#### EXERCISE SET
a) Retype the passage of the laptop review starting at "Gigabyte is best" and ending at "to 3.0 GHz)".
b) Multiply every coordinate in the answers of the records by 0.45, rounding to whole numbers with halves going up, and write out again only the lines starting at the line that contains "the white comforter" and ending at the line that contains "[(336, 299), (298, 359)]", both included. Keep the requests in those lines as well.

#### PASSAGE GIVEN
• • • • •
Gigabyte is best known for their production of PC components like motherboards and graphics cards, but the company also has a line of laptops. Today we’re going to be looking at one such laptop, which is something of an oddity in the Windows 8 world: it does not employ a touch screen, but it does include a Nvidia 650M discrete graphics card. This should make it a stronger gaming laptop than the Windows 8 notebooks we’ve looked at in the past, which all relied on integrated Intel HD 4000 solutions. Combined with an i7 processor, 128 GB SSD and 8 GB of RAM, we’re looking at a very powerful machine indeed. Let’s take a closer look.
- OS: Windows 8
- Processor: Intel Core i7-3517U (1.9 GHz to 3.0 GHz)
- Memory: 8 GB DDR3 SDRAM
- Storage: 128 GB mSATA SSD
- Display: 14″ 1600 x 900 pixels LED
- Graphics: NVIDIA GeForce GT 650M (2 GB) + Intel HD 4000
- Inputs: 2x USB 2.0, 2x USB 3.0, HDMI, VGA, LAN, 2x 3.5 mm audio
- Card Reader: SD
- Webcam: 1.3 megapixel
- WiFi: 802.11 a/b/g/n
- Bluetooth: 4.0
- Battery: 47.73 Wh
- Height: 18.5 – 21 mm
- Depth: 233 mm
- Width: 339 mm
- Weight: 1.59 kg
Sadly, the U2442 box provided has been covering up almost entirely by a large collection of shipping labels, so there’s little point in photographing it. The box must have looked nice though, with Gigabyte’s traditional black and gold colour scheme.
Inside the box, we find the laptop itself, a power cord and the usual bits and pieces of documentation. There are no extras here.
The Gigabyte U2442 is an impressive laptop to open up, with a lot of well chosen physical features and a subtle gold colour scheme. However, there are some definite bum notes too – let’s have a closer look.
Display and bezel
We’ll focus our attentions for now on the display. This is a 1600 x 900 unit, good for an ‘HD+’ designation but stopping short of the most useful ‘Full HD’ resolution of 1920 x 1080. I’m satisfied with that pixel count on a 14″ screen, although more is almost always better. Given that this is a machine capable of gaming, having a slightly lower resolution than normal will mean performance at that resolution will be slightly better, so it seems a worthwhile tradeoff.
• • • • •
#### MATERIAL TO PROCESS
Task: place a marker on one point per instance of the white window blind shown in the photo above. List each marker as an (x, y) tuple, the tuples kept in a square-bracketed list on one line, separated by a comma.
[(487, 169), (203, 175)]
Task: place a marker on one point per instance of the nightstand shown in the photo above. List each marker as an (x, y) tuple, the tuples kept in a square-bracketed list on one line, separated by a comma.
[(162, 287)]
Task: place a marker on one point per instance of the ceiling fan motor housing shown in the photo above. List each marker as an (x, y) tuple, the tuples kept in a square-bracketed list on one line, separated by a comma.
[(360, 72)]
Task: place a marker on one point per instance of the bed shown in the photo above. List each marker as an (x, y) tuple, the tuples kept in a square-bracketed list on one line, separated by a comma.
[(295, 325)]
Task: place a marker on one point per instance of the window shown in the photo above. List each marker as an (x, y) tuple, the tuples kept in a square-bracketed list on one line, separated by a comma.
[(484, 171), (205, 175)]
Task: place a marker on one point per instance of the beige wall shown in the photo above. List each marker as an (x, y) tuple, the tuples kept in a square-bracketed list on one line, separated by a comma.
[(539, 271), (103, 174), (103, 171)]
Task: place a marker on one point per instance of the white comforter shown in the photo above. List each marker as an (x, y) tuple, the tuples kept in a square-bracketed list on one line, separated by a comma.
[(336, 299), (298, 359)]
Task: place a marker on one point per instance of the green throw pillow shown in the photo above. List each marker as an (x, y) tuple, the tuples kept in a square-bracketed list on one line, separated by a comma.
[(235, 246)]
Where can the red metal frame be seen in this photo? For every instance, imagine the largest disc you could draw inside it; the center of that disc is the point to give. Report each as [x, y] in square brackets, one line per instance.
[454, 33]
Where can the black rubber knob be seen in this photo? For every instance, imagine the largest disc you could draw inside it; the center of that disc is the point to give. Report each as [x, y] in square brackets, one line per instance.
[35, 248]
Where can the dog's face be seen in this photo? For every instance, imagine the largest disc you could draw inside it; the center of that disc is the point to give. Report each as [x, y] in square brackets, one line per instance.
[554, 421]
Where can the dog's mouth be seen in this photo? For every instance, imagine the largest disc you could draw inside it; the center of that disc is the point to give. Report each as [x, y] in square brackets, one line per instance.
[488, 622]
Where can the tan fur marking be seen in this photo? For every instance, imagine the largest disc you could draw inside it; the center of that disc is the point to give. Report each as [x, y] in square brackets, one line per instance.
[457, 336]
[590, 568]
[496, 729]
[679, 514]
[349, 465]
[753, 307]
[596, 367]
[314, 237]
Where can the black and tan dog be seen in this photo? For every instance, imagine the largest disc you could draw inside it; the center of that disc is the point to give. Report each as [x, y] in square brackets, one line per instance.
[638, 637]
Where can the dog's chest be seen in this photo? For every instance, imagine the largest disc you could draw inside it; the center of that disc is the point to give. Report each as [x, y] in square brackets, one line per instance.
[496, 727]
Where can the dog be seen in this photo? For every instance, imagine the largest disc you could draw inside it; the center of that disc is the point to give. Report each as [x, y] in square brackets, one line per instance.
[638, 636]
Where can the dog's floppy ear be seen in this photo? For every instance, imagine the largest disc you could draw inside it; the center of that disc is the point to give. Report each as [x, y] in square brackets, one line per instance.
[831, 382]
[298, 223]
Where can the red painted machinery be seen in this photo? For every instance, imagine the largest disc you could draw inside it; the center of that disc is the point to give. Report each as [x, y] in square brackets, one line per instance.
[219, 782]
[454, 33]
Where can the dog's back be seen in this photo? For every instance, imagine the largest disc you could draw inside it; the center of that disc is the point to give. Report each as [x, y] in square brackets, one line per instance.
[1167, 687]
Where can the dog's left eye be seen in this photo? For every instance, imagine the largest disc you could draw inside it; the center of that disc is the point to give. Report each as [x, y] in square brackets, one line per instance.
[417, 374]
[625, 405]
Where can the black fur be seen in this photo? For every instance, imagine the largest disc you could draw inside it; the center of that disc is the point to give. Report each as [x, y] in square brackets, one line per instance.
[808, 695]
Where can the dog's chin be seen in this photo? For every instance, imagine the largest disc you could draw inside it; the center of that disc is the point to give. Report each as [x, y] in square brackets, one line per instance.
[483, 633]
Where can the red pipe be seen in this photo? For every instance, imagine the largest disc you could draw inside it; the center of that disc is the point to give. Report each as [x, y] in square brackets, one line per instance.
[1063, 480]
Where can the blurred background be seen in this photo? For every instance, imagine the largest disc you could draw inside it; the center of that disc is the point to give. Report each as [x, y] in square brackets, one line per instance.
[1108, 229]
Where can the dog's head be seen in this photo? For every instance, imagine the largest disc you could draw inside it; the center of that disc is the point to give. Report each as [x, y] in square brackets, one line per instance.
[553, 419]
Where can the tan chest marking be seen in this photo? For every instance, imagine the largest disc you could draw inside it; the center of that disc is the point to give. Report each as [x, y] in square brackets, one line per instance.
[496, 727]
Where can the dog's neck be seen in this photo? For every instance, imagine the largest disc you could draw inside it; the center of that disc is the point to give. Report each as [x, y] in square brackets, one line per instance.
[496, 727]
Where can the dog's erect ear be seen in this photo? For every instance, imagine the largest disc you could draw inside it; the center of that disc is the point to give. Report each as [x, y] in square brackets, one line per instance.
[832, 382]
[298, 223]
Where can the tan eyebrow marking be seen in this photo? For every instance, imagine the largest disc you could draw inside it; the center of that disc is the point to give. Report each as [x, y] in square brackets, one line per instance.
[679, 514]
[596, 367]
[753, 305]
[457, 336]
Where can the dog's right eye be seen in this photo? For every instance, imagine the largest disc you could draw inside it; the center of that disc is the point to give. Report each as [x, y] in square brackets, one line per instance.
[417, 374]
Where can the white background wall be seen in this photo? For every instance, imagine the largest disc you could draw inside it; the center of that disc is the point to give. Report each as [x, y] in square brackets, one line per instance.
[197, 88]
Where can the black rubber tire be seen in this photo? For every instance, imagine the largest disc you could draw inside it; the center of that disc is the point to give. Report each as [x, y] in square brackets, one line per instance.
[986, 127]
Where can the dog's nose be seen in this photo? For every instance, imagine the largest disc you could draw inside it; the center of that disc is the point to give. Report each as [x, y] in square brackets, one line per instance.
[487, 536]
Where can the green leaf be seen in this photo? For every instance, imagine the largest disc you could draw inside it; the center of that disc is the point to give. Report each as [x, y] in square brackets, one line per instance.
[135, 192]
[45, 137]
• • • • •
#### WORKED SOLUTIONS
a)
Gigabyte is best known for their production of PC components like motherboards and graphics cards, but the company also has a line of laptops. Today we’re going to be looking at one such laptop, which is something of an oddity in the Windows 8 world: it does not employ a touch screen, but it does include a Nvidia 650M discrete graphics card. This should make it a stronger gaming laptop than the Windows 8 notebooks we’ve looked at in the past, which all relied on integrated Intel HD 4000 solutions. Combined with an i7 processor, 128 GB SSD and 8 GB of RAM, we’re looking at a very powerful machine indeed. Let’s take a closer look.
- OS: Windows 8
- Processor: Intel Core i7-3517U (1.9 GHz to 3.0 GHz)

b)
Task: place a marker on one point per instance of the white comforter shown in the photo above. List each marker as an (x, y) tuple, the tuples kept in a square-bracketed list on one line, separated by a comma.
[(151, 135), (134, 162)]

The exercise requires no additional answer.